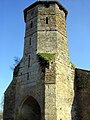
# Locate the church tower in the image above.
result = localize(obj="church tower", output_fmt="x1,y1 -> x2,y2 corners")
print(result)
3,1 -> 75,120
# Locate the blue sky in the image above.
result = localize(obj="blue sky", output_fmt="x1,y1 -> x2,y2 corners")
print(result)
0,0 -> 90,111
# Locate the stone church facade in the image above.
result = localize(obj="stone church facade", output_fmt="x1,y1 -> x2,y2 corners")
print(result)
3,1 -> 90,120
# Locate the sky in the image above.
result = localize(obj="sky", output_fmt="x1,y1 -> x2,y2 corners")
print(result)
0,0 -> 90,111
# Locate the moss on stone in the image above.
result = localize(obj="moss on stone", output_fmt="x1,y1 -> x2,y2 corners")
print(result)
70,61 -> 75,69
48,74 -> 55,82
38,53 -> 55,61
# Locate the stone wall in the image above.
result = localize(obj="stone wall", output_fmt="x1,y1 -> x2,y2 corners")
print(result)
37,3 -> 57,54
0,112 -> 3,120
3,78 -> 17,120
75,68 -> 90,120
56,60 -> 75,120
55,3 -> 75,120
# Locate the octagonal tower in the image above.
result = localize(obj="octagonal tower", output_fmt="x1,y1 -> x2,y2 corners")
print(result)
3,1 -> 75,120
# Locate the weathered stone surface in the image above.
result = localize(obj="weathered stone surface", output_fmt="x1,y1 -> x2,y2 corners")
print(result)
3,1 -> 90,120
3,79 -> 17,120
0,112 -> 3,120
74,69 -> 90,120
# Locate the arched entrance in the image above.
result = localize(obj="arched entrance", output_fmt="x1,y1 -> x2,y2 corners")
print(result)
19,96 -> 41,120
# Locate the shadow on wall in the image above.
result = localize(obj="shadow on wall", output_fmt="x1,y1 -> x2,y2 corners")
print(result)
16,56 -> 49,120
17,96 -> 41,120
71,68 -> 90,120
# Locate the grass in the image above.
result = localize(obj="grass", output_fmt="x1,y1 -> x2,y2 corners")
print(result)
38,53 -> 55,61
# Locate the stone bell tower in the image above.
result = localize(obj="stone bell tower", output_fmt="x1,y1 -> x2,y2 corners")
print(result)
3,1 -> 75,120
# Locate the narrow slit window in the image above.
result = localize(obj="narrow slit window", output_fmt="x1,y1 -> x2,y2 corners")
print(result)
46,17 -> 48,24
28,55 -> 30,67
29,38 -> 31,45
27,73 -> 29,80
45,3 -> 50,8
30,21 -> 33,28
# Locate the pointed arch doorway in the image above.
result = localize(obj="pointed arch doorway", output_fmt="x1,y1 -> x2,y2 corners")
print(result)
19,96 -> 41,120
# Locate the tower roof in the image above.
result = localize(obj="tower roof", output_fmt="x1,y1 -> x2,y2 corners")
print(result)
24,0 -> 68,22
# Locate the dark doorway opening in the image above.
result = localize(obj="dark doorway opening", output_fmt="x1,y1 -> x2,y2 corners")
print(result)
20,96 -> 41,120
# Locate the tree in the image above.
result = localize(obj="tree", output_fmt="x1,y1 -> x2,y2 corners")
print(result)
0,96 -> 4,112
10,56 -> 20,70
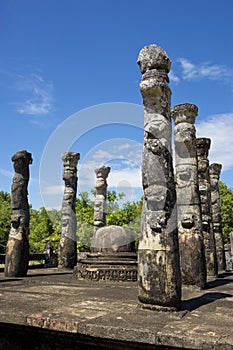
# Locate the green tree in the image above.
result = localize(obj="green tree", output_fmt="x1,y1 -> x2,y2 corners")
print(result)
106,197 -> 142,249
76,192 -> 94,251
219,180 -> 233,243
0,191 -> 11,253
29,207 -> 59,253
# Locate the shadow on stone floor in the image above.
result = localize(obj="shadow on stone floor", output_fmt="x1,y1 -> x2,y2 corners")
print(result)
181,292 -> 232,312
205,274 -> 233,289
0,278 -> 23,283
24,271 -> 72,278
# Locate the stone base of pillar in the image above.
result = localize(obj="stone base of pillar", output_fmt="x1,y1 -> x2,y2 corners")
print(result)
224,245 -> 233,271
58,236 -> 77,269
4,236 -> 29,277
137,303 -> 183,313
216,247 -> 226,272
73,252 -> 137,282
138,249 -> 181,310
179,231 -> 206,289
205,248 -> 218,277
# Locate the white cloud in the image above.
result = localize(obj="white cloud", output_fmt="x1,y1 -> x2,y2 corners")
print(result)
178,58 -> 233,82
169,70 -> 180,84
117,143 -> 132,151
196,113 -> 233,170
16,73 -> 53,116
108,168 -> 141,188
94,149 -> 113,161
42,185 -> 64,195
77,139 -> 143,202
0,168 -> 13,178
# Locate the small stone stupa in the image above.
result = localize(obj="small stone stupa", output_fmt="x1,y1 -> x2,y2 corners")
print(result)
73,166 -> 137,282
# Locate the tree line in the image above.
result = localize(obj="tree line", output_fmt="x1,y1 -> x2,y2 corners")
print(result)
0,190 -> 142,254
0,181 -> 232,254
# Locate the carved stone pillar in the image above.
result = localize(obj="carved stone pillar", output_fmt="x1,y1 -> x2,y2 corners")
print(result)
93,166 -> 110,231
171,103 -> 206,288
196,138 -> 218,277
209,163 -> 226,271
58,152 -> 80,269
137,44 -> 181,310
231,232 -> 233,256
5,150 -> 33,277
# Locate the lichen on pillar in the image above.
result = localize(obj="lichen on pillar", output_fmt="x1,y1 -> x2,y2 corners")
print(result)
171,103 -> 206,288
209,163 -> 226,271
93,166 -> 110,231
196,138 -> 218,277
5,150 -> 33,277
137,44 -> 181,310
58,152 -> 80,269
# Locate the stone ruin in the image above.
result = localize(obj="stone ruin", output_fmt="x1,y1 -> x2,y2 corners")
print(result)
209,163 -> 226,271
137,44 -> 181,310
171,103 -> 206,288
225,231 -> 233,270
74,166 -> 138,281
5,150 -> 32,277
93,165 -> 110,231
3,43 -> 229,312
58,152 -> 80,269
196,138 -> 218,277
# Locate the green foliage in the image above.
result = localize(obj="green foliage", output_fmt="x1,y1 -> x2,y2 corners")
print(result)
219,180 -> 233,244
76,192 -> 94,251
1,179 -> 232,255
0,188 -> 143,254
29,207 -> 60,253
75,190 -> 142,251
0,191 -> 11,253
106,197 -> 142,249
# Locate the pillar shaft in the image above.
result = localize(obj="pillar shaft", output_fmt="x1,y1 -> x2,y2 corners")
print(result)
5,150 -> 33,277
137,44 -> 181,310
58,152 -> 80,269
172,104 -> 206,288
93,166 -> 110,231
196,138 -> 218,277
209,163 -> 226,271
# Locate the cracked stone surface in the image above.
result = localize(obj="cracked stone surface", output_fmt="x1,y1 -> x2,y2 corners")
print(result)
0,268 -> 233,349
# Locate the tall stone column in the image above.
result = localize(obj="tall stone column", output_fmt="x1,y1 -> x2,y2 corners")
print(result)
171,104 -> 206,288
209,163 -> 226,271
5,150 -> 33,277
196,138 -> 218,277
93,166 -> 110,231
58,152 -> 80,269
137,44 -> 181,310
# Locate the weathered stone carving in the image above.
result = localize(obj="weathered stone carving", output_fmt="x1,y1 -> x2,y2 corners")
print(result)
209,163 -> 226,271
171,103 -> 206,288
137,44 -> 181,310
196,138 -> 218,277
58,152 -> 80,269
5,150 -> 33,277
94,166 -> 110,230
231,232 -> 233,256
74,253 -> 138,282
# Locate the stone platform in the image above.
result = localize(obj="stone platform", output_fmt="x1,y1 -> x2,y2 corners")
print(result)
0,268 -> 233,349
74,252 -> 137,282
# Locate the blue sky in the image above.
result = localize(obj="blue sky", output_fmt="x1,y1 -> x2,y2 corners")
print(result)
1,0 -> 233,209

> [Exercise objective] Without copying any images, transcribe the records exactly as they stand.

> [Output below]
# Locate the church tower in the image above.
result = localize(obj="church tower", output_fmt="x1,y1 -> x2,y2 corners")
print(result)
3,1 -> 75,120
# Locate the blue sky in the image above.
result = localize(obj="blue sky", output_fmt="x1,y1 -> x2,y2 corners")
print(result)
0,0 -> 90,111
# Locate the stone church facade in the image above.
result = localize(obj="stone church facade", output_fmt="x1,y1 -> x2,y2 corners")
print(result)
3,1 -> 90,120
# Locate the sky in the image above.
result = localize(obj="sky", output_fmt="x1,y1 -> x2,y2 corners")
print(result)
0,0 -> 90,111
# Locate the moss on stone in the image above.
result = localize(obj="moss on stone", output_fmt="x1,y1 -> x2,y2 corners")
print(result)
70,61 -> 75,69
48,74 -> 55,82
38,53 -> 55,61
# Locate the stone wall in the image above.
result = localize(obj="stone wall", output_fmt="x1,y1 -> x2,y2 corners")
print(result)
37,3 -> 57,54
0,112 -> 3,120
3,78 -> 17,120
75,68 -> 90,120
56,60 -> 75,120
55,3 -> 75,120
# Locate the octagonal tower in the image above.
result = localize(obj="octagonal tower", output_fmt="x1,y1 -> x2,y2 corners")
print(result)
3,1 -> 75,120
# Locate the weathered stone surface in the image above.
result = localize(obj="weathered stone surface", output_fmt="x1,y1 -> x2,y2 corners")
print(result)
3,1 -> 90,120
3,79 -> 17,120
0,112 -> 3,120
74,69 -> 90,120
# Locate the arched entrance in the image above.
result = localize(obj="arched entrance", output_fmt="x1,y1 -> x2,y2 corners")
print(result)
19,96 -> 41,120
# Locate the shadow on wall in the image above.
result = localize(obj="shadow on wall", output_fmt="x1,y1 -> x2,y2 corners")
print(result)
16,56 -> 49,120
17,96 -> 41,120
71,68 -> 90,120
# Locate the grass in the image above.
result = localize(obj="grass", output_fmt="x1,y1 -> x2,y2 corners")
print(result)
38,53 -> 55,61
# Locate the stone bell tower in the image above.
result = localize(obj="stone bell tower", output_fmt="x1,y1 -> x2,y2 corners")
print(result)
3,1 -> 75,120
# Locate the narrow slit window in the image above.
result = localize(obj="narrow slit window", output_fmt="x1,y1 -> x2,y2 corners")
print(result)
46,17 -> 48,24
28,55 -> 30,67
29,38 -> 31,45
27,73 -> 29,80
45,3 -> 50,8
30,21 -> 33,28
# Locate the pointed arch doorway in the image above.
result = localize(obj="pointed arch doorway", output_fmt="x1,y1 -> x2,y2 corners")
print(result)
19,96 -> 41,120
# Locate the tower roof in the image above.
result = localize(obj="tower roof", output_fmt="x1,y1 -> x2,y2 corners")
print(result)
24,0 -> 68,22
# Locate the dark doorway opening in the image above.
result = localize(obj="dark doorway opening", output_fmt="x1,y1 -> x2,y2 corners")
print(result)
20,96 -> 41,120
# Locate the tree in the image above.
result = localize(obj="tree", output_fmt="x1,y1 -> x2,y2 corners")
print(result)
0,96 -> 4,112
10,56 -> 20,70
# Locate the green tree in the image above.
result = localize(obj="green tree", output_fmt="x1,y1 -> x2,y2 corners")
print(result)
106,197 -> 142,249
76,192 -> 94,251
219,180 -> 233,243
0,191 -> 11,253
29,207 -> 59,253
# Locate the shadow on stone floor in the image above.
result = localize(obj="shadow on stone floor", output_fmt="x1,y1 -> x2,y2 corners")
print(result)
181,292 -> 232,312
205,274 -> 233,289
0,278 -> 23,283
24,271 -> 72,278
# Locate the stone base of pillar in the image above.
result = localize(obj="stone base of pillar", output_fmt="x1,y1 -> x2,y2 corners")
print(result)
224,245 -> 233,271
58,236 -> 77,269
4,236 -> 29,277
137,303 -> 183,313
216,247 -> 226,272
73,252 -> 137,282
138,249 -> 181,310
179,231 -> 206,289
205,248 -> 218,277
# Locate the white cloud in the image above.
result = localize(obj="white cloud", output_fmt="x1,y1 -> x2,y2 corners")
print(result)
178,58 -> 233,82
169,70 -> 180,84
117,143 -> 132,151
196,113 -> 233,170
16,73 -> 53,116
108,168 -> 141,188
94,149 -> 113,161
42,185 -> 64,195
77,139 -> 143,202
0,168 -> 13,178
# Locate the small stone stupa in the image above.
result = localize(obj="small stone stupa", output_fmt="x1,y1 -> x2,y2 corners")
print(result)
73,166 -> 137,282
# Locate the tree line in the image above.
result = localize(obj="tree line", output_fmt="x1,y1 -> x2,y2 corners")
print(result)
0,190 -> 142,254
0,181 -> 232,254
# Locate the carved stone pillar in the image above.
result = localize(obj="carved stone pillar", output_fmt="x1,y1 -> x2,y2 corners")
print(result)
93,166 -> 110,231
171,103 -> 206,288
196,138 -> 218,277
209,163 -> 226,271
58,152 -> 80,269
137,44 -> 181,310
231,232 -> 233,256
5,150 -> 33,277
# Locate the lichen on pillar in the image above.
result = localize(obj="lichen on pillar", output_fmt="x1,y1 -> x2,y2 corners")
print(result)
171,103 -> 206,288
209,163 -> 226,271
93,166 -> 110,231
196,138 -> 218,277
5,150 -> 33,277
137,44 -> 181,310
58,152 -> 80,269
# Locate the stone ruin in the image above.
result = localize(obj="stone ruin", output_fmt="x1,y1 -> x2,y2 corners")
print(result)
209,163 -> 226,271
137,44 -> 181,310
171,103 -> 206,288
225,231 -> 233,270
74,166 -> 138,281
5,150 -> 32,277
93,165 -> 110,231
3,43 -> 229,312
58,152 -> 80,269
196,138 -> 218,277
# Locate the green foliage in the image above.
result = localize(obj="green foliage", output_fmt="x1,y1 -> x2,y2 corners")
print(result)
219,180 -> 233,244
76,192 -> 94,251
1,179 -> 232,255
0,188 -> 143,254
29,207 -> 60,253
75,190 -> 142,251
0,191 -> 11,253
106,197 -> 142,249
# Locate the pillar shaft in the image above.
result = localize(obj="pillar shaft", output_fmt="x1,y1 -> x2,y2 corners")
print(result)
5,150 -> 33,277
137,44 -> 181,310
58,152 -> 80,269
172,104 -> 206,288
93,166 -> 110,231
196,138 -> 218,277
209,163 -> 226,271
# Locate the cracked stone surface in the image above.
result = localize(obj="cracked stone surface", output_fmt="x1,y1 -> x2,y2 corners")
print(result)
0,268 -> 233,349
# Locate the tall stone column in the image above.
result = localize(obj="tall stone column", output_fmt="x1,y1 -> x2,y2 corners")
print(result)
171,104 -> 206,288
209,163 -> 226,271
5,150 -> 33,277
196,138 -> 218,277
93,166 -> 110,231
58,152 -> 80,269
137,44 -> 181,310
# Locate the weathered stone carving in the image above.
result = localize(obj="weathered stone carving", output_fmt="x1,y1 -> x2,y2 corners")
print(result)
209,163 -> 226,271
171,103 -> 206,288
137,44 -> 181,310
196,138 -> 218,277
58,152 -> 80,269
5,150 -> 33,277
94,166 -> 110,230
231,232 -> 233,256
74,253 -> 138,282
# Locate the stone platform in the image above.
result = localize(obj="stone platform", output_fmt="x1,y1 -> x2,y2 corners")
print(result)
0,268 -> 233,349
74,252 -> 137,282
# Locate the blue sky in the image above.
result = localize(obj="blue sky", output_fmt="x1,y1 -> x2,y2 corners")
print(result)
1,0 -> 233,209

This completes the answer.